## Work request 1
Print the part of the alternative splicing article that opens with the words containing "Nearly all human" and closes with "percent more recently.".
## Work request 2
Summarize the alternative splicing article in two sentences.

## Supplied passage
=== Begin Enclosure ===

Scientists have long known that it's possible for one gene to produce slightly different forms of the same protein by skipping or including certain sequences from the messenger RNA. Now, an MIT team has shown that this phenomenon, known as alternative splicing, is both far more prevalent and varies more between tissues than was previously believed.
Nearly all human genes, about 94 percent, generate more than one form of their protein products, the team reports in the Nov. 2 online edition of Nature. Scientists' previous estimates ranged from a few percent 10 years ago to 50-plus percent more recently.
"A decade ago, alternative splicing of a gene was considered unusual, exotic … but it turns out that's not true at all — it's a nearly universal feature of human genes," said Christopher Burge, senior author of the paper and the Whitehead Career Development Associate Professor of Biology and Biological Engineering at MIT.
Burge and his colleagues also found that in most cases the mRNA produced depends on the tissue where the gene is expressed. The work paves the way for future studies into the role of alternative proteins in specific tissues, including cancer cells.

=== End Enclosure ===

## Records from a collection

=== Begin Enclosure ===

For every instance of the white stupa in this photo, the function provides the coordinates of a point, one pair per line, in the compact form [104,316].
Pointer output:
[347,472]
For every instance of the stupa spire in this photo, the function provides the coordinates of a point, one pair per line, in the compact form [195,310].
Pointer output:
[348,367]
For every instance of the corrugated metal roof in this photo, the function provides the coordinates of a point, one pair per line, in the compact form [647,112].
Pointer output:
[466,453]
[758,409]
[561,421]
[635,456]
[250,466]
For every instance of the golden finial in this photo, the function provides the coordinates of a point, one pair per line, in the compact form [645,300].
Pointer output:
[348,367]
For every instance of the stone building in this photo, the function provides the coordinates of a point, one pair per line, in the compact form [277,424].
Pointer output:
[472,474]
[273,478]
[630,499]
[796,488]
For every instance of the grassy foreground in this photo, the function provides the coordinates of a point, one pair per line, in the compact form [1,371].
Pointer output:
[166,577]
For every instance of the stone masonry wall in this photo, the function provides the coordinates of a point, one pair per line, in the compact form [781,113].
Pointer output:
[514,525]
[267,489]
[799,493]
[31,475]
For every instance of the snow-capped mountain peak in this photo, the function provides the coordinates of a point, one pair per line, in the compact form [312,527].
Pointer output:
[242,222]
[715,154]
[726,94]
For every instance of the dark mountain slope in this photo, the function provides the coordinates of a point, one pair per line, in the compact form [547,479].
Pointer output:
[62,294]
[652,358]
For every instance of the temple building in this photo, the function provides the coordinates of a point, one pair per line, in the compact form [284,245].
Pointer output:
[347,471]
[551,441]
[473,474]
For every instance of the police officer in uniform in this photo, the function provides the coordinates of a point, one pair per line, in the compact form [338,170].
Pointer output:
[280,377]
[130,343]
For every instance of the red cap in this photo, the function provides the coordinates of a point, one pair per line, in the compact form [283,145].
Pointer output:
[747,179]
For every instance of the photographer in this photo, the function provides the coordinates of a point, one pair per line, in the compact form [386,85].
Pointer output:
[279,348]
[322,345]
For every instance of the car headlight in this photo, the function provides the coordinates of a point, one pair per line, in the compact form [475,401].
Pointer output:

=== End Enclosure ===

## Expected output 1
Nearly all human genes, about 94 percent, generate more than one form of their protein products, the team reports in the Nov. 2 online edition of Nature. Scientists' previous estimates ranged from a few percent 10 years ago to 50-plus percent more recently.

## Expected output 2
An MIT team reported in Nature that about 94 percent of human genes generate more than one form of their protein products through alternative splicing, far above earlier estimates that ranged from a few percent to over 50 percent. The team also found that in most cases the mRNA produced depends on the tissue where the gene is expressed, which paves the way for studies of alternative proteins in specific tissues, including cancer cells.